**Document passage**
┄┄┄┄┄┄┄┄┄┄
A Question of Judgment

Some days, I question my judgment.

Believe it or not, I actually kind of enjoy these days. Think of them as mental floss. When I get several days like this in one week, even if the conclusions I come to make me feel a little weird or a little uncertain, I enjoy them because I know changes are coming. It’s an odd headspace to be in, but there it is.

What got me thinking about this was simple. I printed off a batch of poems to perform tonight at Main Street Books for Open Mic Poetry. Then I went outside to have a cigarette.

About two drags in, a revelation hit me.

See, I’ve spent a lot of time denying the very notion that I am a poet. I’d stutter/stammer something like, “Well, I write poetry…but that doesn’t make me a poet! I know people like David Baxley and Kierce Sevren who do it a hell of a lot better than I could ever hope to!” I even went so far as to argue the point with my Creative Writing professor (God, has it really been almost a year ago? Good thing I’m taking another class from her next semester. Gives me a chance to make amends).

Here’s the funny part, though: This denial didn’t pass my own acid test for the reasons why “aspiring” should never, EVER be a part of a writer’s vocabulary. The test is simple:

1) Did you put in the work?

2) Are you happy with what you produced?

3) Do you feel good about putting your work out in the public eye, and to hell with what they think about it?

If the answers to all of these questions are “Yes,” then you’re not an aspiring anything. You’re doing it. Whether you’re doing it for money is almost beside the point. You put in the work, you get the results, you can legitimately claim to be a ___________.

And yet here I was, holding myself to that same standard. “I’m not a poet because I haven’t published a book of poetry.” “I’m not an artist because I’ve never had a gallery showing.” “I’m not a lyricist because no one’s cut my songs yet.” All of these, by the way, are very much in play for me. I do all of them. When I do them, I put in the time and the work to get them right, to my own satisfaction. Once they’re done, whether anyone else likes them or not, I have no qualms about putting them out there for all to see.

The interesting part is, I could do the exact same thing in reverse with my writing: “Oh, well, I haven’t hit the New York Times Bestseller List yet, so I’m not a REAL writer.” If I heard another writer popping off with that, I’d probably give them a verbal ear-boxing. But here I was doing it to myself. Can we say “hypocrisy,” class?

Or maybe it wasn’t really hypocrisy so much as it was an inability to notice something so in-your-face and clear that it eluded me. It seems like everything really, really important is like that: If an angelic chorus doesn’t appear and start singing/screaming at you that you’re missing something really, really basic, you have to wait for it to club you upside the head before you finally sit up and take notice.
┄┄┄┄┄┄┄┄┄┄
[Image object location records]
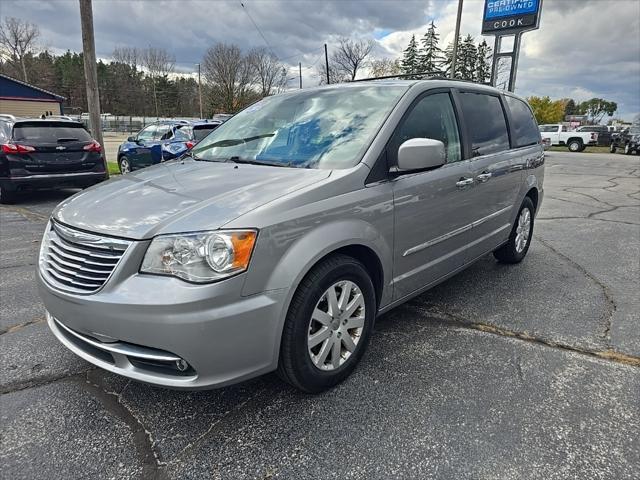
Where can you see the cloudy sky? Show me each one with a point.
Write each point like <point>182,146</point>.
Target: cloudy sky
<point>583,49</point>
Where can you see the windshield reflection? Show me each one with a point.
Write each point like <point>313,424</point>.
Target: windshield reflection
<point>327,128</point>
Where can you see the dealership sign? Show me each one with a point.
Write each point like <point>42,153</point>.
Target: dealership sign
<point>510,16</point>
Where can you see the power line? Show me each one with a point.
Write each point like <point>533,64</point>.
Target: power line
<point>258,29</point>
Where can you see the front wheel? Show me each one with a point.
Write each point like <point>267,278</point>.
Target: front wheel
<point>125,165</point>
<point>517,246</point>
<point>328,325</point>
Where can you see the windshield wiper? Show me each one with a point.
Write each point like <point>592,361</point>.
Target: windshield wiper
<point>257,162</point>
<point>230,142</point>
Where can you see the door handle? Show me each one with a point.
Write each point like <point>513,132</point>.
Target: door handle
<point>484,177</point>
<point>464,182</point>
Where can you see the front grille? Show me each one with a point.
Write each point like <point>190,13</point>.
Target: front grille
<point>78,262</point>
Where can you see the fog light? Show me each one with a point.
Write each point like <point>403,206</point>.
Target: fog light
<point>182,365</point>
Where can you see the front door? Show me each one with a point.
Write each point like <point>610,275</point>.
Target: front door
<point>433,209</point>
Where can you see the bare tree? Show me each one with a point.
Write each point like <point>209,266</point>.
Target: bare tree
<point>351,55</point>
<point>17,39</point>
<point>270,74</point>
<point>128,55</point>
<point>382,67</point>
<point>158,63</point>
<point>229,74</point>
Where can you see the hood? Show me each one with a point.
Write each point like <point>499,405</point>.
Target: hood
<point>180,196</point>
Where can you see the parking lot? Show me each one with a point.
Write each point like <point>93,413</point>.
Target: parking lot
<point>511,372</point>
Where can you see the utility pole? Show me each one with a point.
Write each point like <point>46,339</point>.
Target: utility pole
<point>199,90</point>
<point>90,69</point>
<point>326,62</point>
<point>300,72</point>
<point>455,41</point>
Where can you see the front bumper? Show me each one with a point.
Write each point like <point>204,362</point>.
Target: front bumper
<point>46,181</point>
<point>140,325</point>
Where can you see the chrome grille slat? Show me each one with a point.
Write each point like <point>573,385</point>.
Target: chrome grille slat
<point>65,271</point>
<point>76,261</point>
<point>86,251</point>
<point>79,259</point>
<point>74,265</point>
<point>74,282</point>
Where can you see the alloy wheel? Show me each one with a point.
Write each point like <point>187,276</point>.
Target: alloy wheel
<point>124,166</point>
<point>523,230</point>
<point>336,325</point>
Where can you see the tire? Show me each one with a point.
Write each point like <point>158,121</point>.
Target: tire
<point>575,145</point>
<point>7,197</point>
<point>296,364</point>
<point>514,250</point>
<point>124,165</point>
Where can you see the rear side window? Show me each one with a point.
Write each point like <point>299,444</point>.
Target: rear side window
<point>43,132</point>
<point>486,124</point>
<point>432,117</point>
<point>524,125</point>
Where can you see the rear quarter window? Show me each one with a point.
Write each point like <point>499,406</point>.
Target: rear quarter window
<point>523,125</point>
<point>43,132</point>
<point>486,123</point>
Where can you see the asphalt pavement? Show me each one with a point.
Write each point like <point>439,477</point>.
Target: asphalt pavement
<point>529,371</point>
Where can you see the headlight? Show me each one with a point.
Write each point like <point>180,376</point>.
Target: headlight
<point>200,257</point>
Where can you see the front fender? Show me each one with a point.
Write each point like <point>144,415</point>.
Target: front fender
<point>307,249</point>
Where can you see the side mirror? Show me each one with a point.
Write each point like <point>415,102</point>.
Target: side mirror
<point>420,154</point>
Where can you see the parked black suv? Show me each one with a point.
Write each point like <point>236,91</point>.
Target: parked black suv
<point>43,154</point>
<point>628,140</point>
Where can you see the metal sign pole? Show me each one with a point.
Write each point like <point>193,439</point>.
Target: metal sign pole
<point>514,61</point>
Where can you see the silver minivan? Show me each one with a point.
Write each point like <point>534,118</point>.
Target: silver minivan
<point>275,242</point>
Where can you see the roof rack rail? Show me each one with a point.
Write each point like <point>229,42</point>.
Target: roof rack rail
<point>437,75</point>
<point>412,76</point>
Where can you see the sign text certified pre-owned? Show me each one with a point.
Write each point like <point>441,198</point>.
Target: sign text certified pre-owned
<point>510,15</point>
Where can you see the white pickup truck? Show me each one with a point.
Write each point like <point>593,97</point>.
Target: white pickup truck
<point>575,141</point>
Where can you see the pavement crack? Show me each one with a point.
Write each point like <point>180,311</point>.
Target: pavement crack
<point>608,318</point>
<point>606,354</point>
<point>152,466</point>
<point>20,326</point>
<point>223,419</point>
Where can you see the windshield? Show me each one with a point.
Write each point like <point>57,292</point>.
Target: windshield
<point>325,129</point>
<point>50,132</point>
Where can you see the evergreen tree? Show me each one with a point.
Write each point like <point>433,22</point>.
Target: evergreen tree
<point>570,107</point>
<point>410,60</point>
<point>430,55</point>
<point>448,59</point>
<point>468,55</point>
<point>483,62</point>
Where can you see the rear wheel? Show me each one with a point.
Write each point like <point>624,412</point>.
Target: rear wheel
<point>517,246</point>
<point>575,145</point>
<point>7,196</point>
<point>125,165</point>
<point>328,325</point>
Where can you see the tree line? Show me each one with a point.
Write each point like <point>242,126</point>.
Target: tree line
<point>142,81</point>
<point>555,111</point>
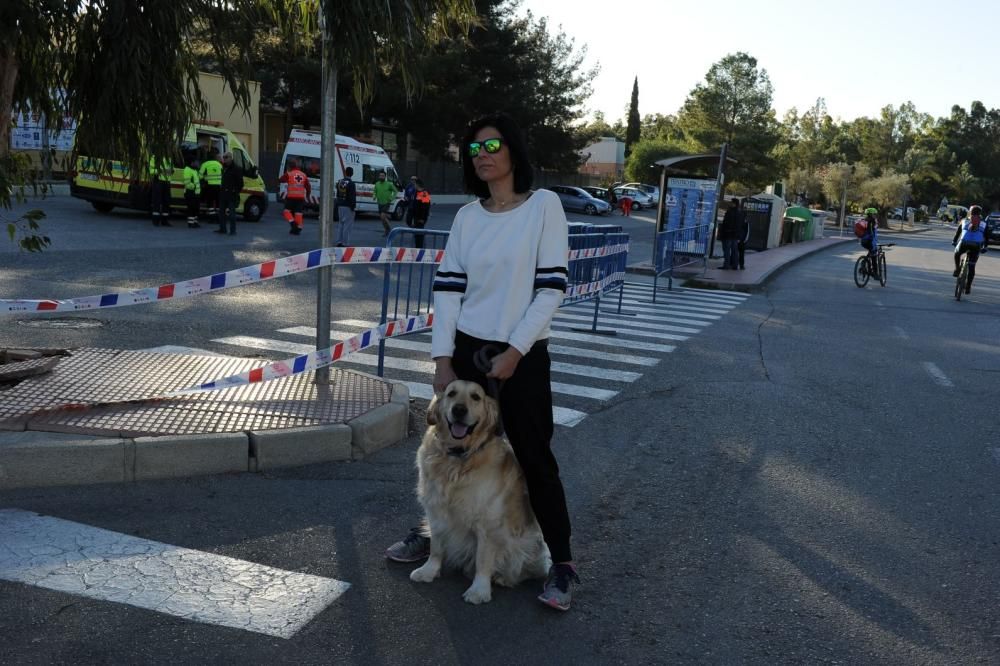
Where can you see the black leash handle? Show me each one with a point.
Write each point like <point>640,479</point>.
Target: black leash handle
<point>483,360</point>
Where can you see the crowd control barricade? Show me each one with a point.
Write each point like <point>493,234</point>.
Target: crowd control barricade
<point>680,247</point>
<point>407,288</point>
<point>596,269</point>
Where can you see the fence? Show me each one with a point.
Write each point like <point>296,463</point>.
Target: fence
<point>596,268</point>
<point>676,248</point>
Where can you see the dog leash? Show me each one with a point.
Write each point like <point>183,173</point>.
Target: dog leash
<point>483,360</point>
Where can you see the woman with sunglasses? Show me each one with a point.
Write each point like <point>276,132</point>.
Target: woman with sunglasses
<point>501,280</point>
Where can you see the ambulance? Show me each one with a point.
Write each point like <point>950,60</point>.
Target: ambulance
<point>367,160</point>
<point>109,183</point>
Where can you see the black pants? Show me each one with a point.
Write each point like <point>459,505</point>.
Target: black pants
<point>526,408</point>
<point>973,250</point>
<point>159,204</point>
<point>228,202</point>
<point>416,223</point>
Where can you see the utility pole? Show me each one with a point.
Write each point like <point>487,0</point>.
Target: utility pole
<point>843,203</point>
<point>328,136</point>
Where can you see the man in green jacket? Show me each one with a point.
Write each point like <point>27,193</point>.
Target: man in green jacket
<point>211,183</point>
<point>385,194</point>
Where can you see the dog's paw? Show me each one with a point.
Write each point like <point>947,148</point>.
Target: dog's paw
<point>424,574</point>
<point>478,594</point>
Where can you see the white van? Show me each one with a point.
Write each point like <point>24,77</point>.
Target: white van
<point>368,161</point>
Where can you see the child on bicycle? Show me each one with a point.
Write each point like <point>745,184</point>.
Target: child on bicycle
<point>970,236</point>
<point>869,239</point>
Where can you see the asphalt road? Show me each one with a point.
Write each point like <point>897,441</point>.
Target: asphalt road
<point>812,479</point>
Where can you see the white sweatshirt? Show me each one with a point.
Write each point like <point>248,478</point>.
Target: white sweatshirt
<point>503,274</point>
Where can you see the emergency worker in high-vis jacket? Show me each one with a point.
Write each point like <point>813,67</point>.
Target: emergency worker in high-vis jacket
<point>192,192</point>
<point>211,183</point>
<point>298,188</point>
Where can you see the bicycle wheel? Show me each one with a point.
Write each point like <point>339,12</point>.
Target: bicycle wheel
<point>861,271</point>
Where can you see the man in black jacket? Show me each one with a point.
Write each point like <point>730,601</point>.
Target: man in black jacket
<point>229,194</point>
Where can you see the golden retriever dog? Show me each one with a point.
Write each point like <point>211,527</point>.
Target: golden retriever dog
<point>475,498</point>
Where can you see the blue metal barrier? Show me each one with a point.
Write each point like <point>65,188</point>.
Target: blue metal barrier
<point>676,248</point>
<point>412,293</point>
<point>407,289</point>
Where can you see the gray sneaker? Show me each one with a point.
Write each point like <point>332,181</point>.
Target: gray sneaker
<point>415,547</point>
<point>556,592</point>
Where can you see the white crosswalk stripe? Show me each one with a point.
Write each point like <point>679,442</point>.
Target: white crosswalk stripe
<point>588,367</point>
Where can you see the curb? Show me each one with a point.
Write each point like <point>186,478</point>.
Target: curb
<point>760,284</point>
<point>31,458</point>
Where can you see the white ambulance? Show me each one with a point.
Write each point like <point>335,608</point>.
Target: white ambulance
<point>367,160</point>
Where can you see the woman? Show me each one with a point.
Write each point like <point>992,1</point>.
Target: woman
<point>501,280</point>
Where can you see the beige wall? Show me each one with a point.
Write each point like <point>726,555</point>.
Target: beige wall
<point>220,101</point>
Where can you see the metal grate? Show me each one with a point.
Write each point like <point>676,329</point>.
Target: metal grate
<point>109,375</point>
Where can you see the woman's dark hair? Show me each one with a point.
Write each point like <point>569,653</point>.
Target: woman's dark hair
<point>513,138</point>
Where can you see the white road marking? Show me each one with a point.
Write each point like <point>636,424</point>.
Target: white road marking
<point>605,341</point>
<point>676,304</point>
<point>622,323</point>
<point>649,312</point>
<point>720,294</point>
<point>938,375</point>
<point>556,325</point>
<point>203,587</point>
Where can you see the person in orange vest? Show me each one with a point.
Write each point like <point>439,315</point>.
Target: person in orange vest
<point>295,196</point>
<point>421,207</point>
<point>626,205</point>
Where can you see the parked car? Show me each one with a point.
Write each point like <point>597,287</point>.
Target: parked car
<point>952,213</point>
<point>640,199</point>
<point>597,192</point>
<point>651,190</point>
<point>578,199</point>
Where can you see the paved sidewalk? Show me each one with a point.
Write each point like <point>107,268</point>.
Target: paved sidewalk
<point>760,266</point>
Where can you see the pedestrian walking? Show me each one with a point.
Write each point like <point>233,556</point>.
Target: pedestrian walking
<point>211,181</point>
<point>229,194</point>
<point>192,192</point>
<point>298,188</point>
<point>160,171</point>
<point>421,211</point>
<point>347,199</point>
<point>728,234</point>
<point>502,278</point>
<point>626,205</point>
<point>385,193</point>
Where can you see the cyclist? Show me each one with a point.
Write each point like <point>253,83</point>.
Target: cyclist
<point>869,240</point>
<point>970,236</point>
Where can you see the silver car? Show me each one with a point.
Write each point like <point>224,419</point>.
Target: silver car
<point>576,198</point>
<point>639,198</point>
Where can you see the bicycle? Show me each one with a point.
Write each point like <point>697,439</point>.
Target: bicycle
<point>867,266</point>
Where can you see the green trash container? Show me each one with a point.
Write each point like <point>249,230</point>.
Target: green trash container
<point>787,230</point>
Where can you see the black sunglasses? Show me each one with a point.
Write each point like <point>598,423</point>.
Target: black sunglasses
<point>491,146</point>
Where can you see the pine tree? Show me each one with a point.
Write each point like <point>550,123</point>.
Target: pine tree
<point>632,130</point>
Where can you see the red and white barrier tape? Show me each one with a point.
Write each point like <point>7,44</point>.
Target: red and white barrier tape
<point>241,276</point>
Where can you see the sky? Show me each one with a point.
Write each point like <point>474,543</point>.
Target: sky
<point>859,55</point>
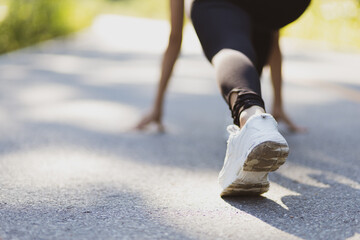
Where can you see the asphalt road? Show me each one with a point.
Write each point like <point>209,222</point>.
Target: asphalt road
<point>71,169</point>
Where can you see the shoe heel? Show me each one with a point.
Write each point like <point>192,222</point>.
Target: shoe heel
<point>266,157</point>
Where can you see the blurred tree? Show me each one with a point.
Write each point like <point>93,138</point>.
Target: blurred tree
<point>30,21</point>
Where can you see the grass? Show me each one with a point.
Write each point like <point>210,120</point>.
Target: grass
<point>333,22</point>
<point>30,21</point>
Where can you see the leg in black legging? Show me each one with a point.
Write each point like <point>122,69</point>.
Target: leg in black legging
<point>226,34</point>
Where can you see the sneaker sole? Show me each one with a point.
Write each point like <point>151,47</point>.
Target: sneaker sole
<point>252,177</point>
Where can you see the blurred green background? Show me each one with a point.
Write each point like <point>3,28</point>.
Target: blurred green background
<point>336,23</point>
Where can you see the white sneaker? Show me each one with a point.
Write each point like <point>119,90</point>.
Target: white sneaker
<point>252,152</point>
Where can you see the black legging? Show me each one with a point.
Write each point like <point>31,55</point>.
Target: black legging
<point>247,27</point>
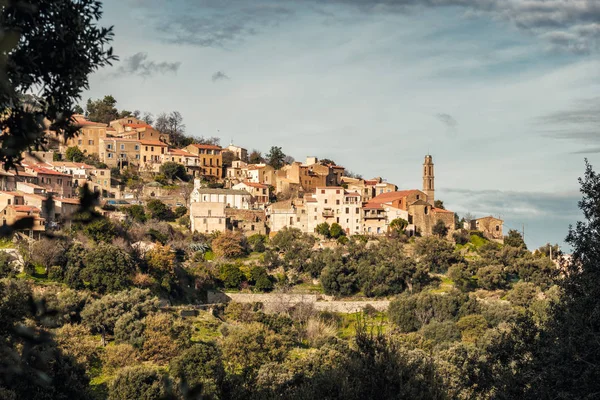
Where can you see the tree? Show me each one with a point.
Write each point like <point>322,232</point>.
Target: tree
<point>172,124</point>
<point>79,47</point>
<point>323,229</point>
<point>137,382</point>
<point>276,157</point>
<point>229,245</point>
<point>173,171</point>
<point>336,230</point>
<point>102,315</point>
<point>102,110</point>
<point>440,229</point>
<point>515,239</point>
<point>201,364</point>
<point>255,157</point>
<point>159,210</point>
<point>74,154</point>
<point>108,268</point>
<point>231,275</point>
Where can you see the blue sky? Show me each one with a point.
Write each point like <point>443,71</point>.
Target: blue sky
<point>503,93</point>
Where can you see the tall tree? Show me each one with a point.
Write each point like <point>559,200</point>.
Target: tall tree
<point>276,157</point>
<point>50,47</point>
<point>172,124</point>
<point>103,110</point>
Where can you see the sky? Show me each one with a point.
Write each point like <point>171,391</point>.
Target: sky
<point>504,94</point>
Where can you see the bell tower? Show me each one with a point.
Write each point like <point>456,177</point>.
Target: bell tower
<point>428,185</point>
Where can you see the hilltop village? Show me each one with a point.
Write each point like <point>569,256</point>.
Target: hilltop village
<point>129,162</point>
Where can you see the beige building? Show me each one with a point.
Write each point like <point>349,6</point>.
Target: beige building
<point>259,192</point>
<point>333,204</point>
<point>118,152</point>
<point>89,135</point>
<point>208,217</point>
<point>210,159</point>
<point>490,226</point>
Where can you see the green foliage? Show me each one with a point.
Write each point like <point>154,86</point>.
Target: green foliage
┄┄┄┄┄┄┄┄┄┄
**Written tasks**
- A) From the judgment essay, extract the part that opens with the words containing "Here’s the funny" and closes with "to be a ___________.".
- B) In the judgment essay, where was the writer going to perform the printed poems?
- C) Carry on the judgment essay from its final sentence.
These records were taken from a separate source.

**Responses**
- A)
Here’s the funny part, though: This denial didn’t pass my own acid test for the reasons why “aspiring” should never, EVER be a part of a writer’s vocabulary. The test is simple:

1) Did you put in the work?

2) Are you happy with what you produced?

3) Do you feel good about putting your work out in the public eye, and to hell with what they think about it?

If the answers to all of these questions are “Yes,” then you’re not an aspiring anything. You’re doing it. Whether you’re doing it for money is almost beside the point. You put in the work, you get the results, you can legitimately claim to be a ___________.

- B) At Main Street Books, for Open Mic Poetry.

- C)
Have you ever had anything like that happen to you? If so, what did you do with it?

Can’t wait to hear your responses!

Ciao for now…I’m off to be a poet for the night! :D

Until next time,

Best,

J.S. Wayne

7 thoughts on “A Question of Judgment”

  1. Hi, guy: and I agree, I’d denied calling myself “author” or “writer” even when unpublished. After I’d sold a few stories, I became more comfortable with the terms. “Author” still sounds too formal for little ol’ me. I’ll just say sassy writer.

    1. LOL I like the word “author” when referring to my romance work and “writer” when I’m talking about my freelance blogging. Same idea, slightly different outcome. :D But hey, from what I know about you, “sassy writer” pretty well sums it up!
      Thanks so much for stopping by, Vicki!

  2. I think everyone does this at one time or another. Even when you’re published you think, ‘I’m just a hack, and it won’t happen again.’ lol I have to remind myself all the time I’m an author.

    1. *nods* Been there, done that, gave back the T-shirt! :D
      I think as long as we remember what we’re really bringing to the game, we can make anything we want to happen. :)
      Thanks so much for stopping by, Sandy!

  3. I still do that to myself. As an author, I justify what I write, “only novellas”, or dismiss my success, “I’m not a NY Times best seller”. Maybe I need a club upside the head.

    1. ROFLMAO Sometimes I think EVERYONE could benefit from one of those…myself included! ;) Success is one of those things that can only be adequately measured through the lens of the person attaining it. I’ve had days I wished I was you! :D Even so, it’s nice to see I’m not alone in feeling this way.
      Thanks for putting in your two cents, Melissa! Always a pleasure to see you here. :)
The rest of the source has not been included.